Edit the items below so that every "keypoint" becomes "marker", and leave everything else unchanged.

** Begin Records shown **

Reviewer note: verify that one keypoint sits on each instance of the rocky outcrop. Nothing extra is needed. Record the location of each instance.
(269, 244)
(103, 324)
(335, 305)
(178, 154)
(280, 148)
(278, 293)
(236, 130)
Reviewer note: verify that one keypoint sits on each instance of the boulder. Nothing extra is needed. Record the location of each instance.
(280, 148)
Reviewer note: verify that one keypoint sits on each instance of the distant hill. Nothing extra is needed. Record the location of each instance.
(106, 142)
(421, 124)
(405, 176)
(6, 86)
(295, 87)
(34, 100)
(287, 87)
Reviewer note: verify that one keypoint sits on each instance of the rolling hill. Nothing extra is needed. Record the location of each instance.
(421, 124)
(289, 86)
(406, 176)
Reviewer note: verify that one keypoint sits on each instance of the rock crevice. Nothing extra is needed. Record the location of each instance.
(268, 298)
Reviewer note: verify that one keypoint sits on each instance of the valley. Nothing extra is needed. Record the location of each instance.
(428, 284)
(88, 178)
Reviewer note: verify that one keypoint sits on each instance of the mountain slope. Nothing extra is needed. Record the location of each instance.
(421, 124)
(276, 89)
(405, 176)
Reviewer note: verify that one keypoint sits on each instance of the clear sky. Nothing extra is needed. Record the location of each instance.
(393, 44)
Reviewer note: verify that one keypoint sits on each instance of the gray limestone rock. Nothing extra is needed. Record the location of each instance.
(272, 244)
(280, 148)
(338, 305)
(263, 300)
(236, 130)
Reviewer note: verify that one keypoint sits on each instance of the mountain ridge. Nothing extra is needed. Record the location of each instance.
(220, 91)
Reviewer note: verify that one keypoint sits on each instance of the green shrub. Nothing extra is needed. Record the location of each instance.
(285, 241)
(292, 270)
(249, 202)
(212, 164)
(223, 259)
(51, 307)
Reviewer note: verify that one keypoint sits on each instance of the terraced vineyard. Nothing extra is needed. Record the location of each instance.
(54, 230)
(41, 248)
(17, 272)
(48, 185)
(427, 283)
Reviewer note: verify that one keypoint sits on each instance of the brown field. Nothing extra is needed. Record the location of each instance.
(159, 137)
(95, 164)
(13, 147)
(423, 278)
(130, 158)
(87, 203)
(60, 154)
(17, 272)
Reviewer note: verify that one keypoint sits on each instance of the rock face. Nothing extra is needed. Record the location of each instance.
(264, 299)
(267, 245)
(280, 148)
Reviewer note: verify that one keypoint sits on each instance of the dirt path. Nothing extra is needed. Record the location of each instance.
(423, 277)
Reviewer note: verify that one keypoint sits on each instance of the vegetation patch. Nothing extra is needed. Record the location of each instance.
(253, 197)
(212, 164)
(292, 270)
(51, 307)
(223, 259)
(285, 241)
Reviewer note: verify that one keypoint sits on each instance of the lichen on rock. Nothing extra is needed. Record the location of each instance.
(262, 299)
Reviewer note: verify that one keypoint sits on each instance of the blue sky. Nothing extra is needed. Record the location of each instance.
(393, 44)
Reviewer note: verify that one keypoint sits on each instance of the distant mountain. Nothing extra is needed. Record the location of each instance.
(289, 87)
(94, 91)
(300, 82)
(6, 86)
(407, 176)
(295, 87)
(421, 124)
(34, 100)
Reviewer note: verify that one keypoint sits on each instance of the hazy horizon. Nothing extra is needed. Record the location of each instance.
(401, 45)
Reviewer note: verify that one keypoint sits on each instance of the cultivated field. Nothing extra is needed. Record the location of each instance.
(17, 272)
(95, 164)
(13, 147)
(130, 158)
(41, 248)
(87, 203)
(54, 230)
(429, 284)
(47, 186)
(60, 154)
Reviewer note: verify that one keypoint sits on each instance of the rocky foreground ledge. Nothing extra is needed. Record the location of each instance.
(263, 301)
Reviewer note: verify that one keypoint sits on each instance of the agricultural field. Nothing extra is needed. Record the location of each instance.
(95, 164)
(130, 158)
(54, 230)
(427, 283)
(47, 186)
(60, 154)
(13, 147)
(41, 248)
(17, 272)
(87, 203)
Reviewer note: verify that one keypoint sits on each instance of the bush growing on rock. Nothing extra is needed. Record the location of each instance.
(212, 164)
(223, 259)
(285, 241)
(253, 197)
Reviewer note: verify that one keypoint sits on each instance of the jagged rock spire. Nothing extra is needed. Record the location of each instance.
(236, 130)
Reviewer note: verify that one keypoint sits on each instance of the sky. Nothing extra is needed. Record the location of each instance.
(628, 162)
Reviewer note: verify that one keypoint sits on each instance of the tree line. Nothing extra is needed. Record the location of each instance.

** End Records shown **

== The answer ==
Reviewer note: verify that one marker sits on each instance of the rocky outcrop. Nothing extra is needed. Record the location of each instance.
(269, 244)
(103, 324)
(335, 305)
(178, 154)
(280, 148)
(278, 293)
(236, 130)
Reviewer note: verify that one marker sits on each instance of the boulder. Nothing extra is needed. Record the location of each instance.
(280, 148)
Reviewer note: verify that one marker sits on each instance of the distant hill. Nothing extra is needed. Record the location of each instance.
(106, 142)
(421, 124)
(405, 176)
(6, 86)
(295, 87)
(34, 100)
(287, 87)
Reviewer note: verify that one marker sits on each instance of the rolling hill. Nothing extra is needed. Record the location of each instance.
(421, 124)
(289, 86)
(406, 176)
Reviewer note: verify that one marker sits on each instance of the rock crevice. Nothing extra is needed. Record the location of each instance.
(268, 298)
Reviewer note: verify that one marker sits on each instance of the valley. Nothing extra is needed. Record the location of each instance.
(428, 284)
(88, 178)
Reviewer note: verify that one marker sits on each instance of the mountain slope. Nothing extra is needed. Record the location of each instance.
(421, 124)
(276, 89)
(405, 176)
Reviewer note: verify that one marker sits on each instance of the clear sky. Nothing extra is needed. Record the location of each instance.
(393, 44)
Reviewer note: verify that one marker sits on each instance of the gray limestone rock. Nothing extra is needed. Record the location of each instance.
(272, 244)
(280, 148)
(338, 305)
(263, 300)
(236, 130)
Reviewer note: verify that one marker sits on each instance of the mountain ridge. Nothing extra is needed. Record the location of each instance.
(220, 91)
Reviewer note: verify that one marker sits on each instance of the green shrub. Nothing extra is needed. Record the location of each instance.
(285, 241)
(292, 270)
(249, 202)
(212, 164)
(223, 259)
(51, 307)
Reviewer note: verify that one marker sits on each instance of the terraced vineyard. Nothing extra is needed. Record the location of each instance.
(54, 230)
(41, 248)
(17, 272)
(48, 185)
(427, 283)
Reviewer note: verify that one marker sits on each instance of the brown field. Nothing extra is needed. Record the location of each instance.
(159, 137)
(95, 164)
(13, 147)
(423, 278)
(130, 158)
(87, 203)
(60, 154)
(17, 272)
Reviewer note: verify that one marker sits on each instance of the rock face. Nothing extra is needed. Record the location of each instance.
(264, 299)
(267, 245)
(280, 148)
Reviewer note: verify that one marker sits on each instance of the dirt path. Nothing extra is needed. Record the location of each instance.
(423, 277)
Reviewer note: verify that one marker sits on each instance of the vegetation patch. Nothing extra is needed. Record the location of each instance.
(253, 197)
(212, 164)
(292, 270)
(51, 307)
(223, 259)
(285, 241)
Reviewer note: verify that one marker sits on each instance of the lichen on rock. Nothing extra is needed. Record the location of each instance.
(262, 299)
Reviewer note: verify that one marker sits on each instance of the blue sky. Nothing extra is needed. Record the location of each instance.
(393, 44)
Reviewer note: verify that one marker sits on each instance of the distant mountain. Nothing extra is needed. Record the location of each instance.
(289, 87)
(94, 91)
(300, 82)
(6, 86)
(407, 176)
(295, 87)
(421, 124)
(34, 100)
Reviewer note: verify that one marker sits on each instance of the hazy horizon. Nothing extra is needed. Record the location of each instance.
(401, 45)
Reviewer note: verify that one marker sits on each instance of the cultivated field. Nothing extra is needed. Record the location of each instance.
(17, 272)
(95, 164)
(13, 147)
(130, 158)
(41, 248)
(87, 203)
(54, 230)
(429, 284)
(47, 186)
(60, 154)
Reviewer note: verify that one marker sits on each instance of the rocky foreground ledge. Nothing extra is needed. Record the location of each instance.
(263, 301)
Reviewer note: verify that one marker sits on each instance of the agricultural field. Nothing extra is needed. Record the location of each instance.
(95, 164)
(130, 158)
(54, 230)
(427, 283)
(47, 186)
(60, 154)
(13, 147)
(41, 248)
(17, 272)
(87, 203)
Reviewer note: verify that one marker sits on each instance of the bush growing on rock. Nothing extra is needed. Record the location of each instance.
(212, 164)
(223, 259)
(285, 241)
(253, 197)
Reviewer note: verify that one marker sits on each instance of the jagged rock spire. Nothing extra is needed. Record the location of each instance.
(236, 130)
Reviewer note: verify that one marker sits on each instance of the sky. Nothing extra is needed. Record the location of each instance.
(628, 162)
Reviewer note: verify that one marker sits on each instance of the tree line. Nothing extra is needed. Record the location of each instance.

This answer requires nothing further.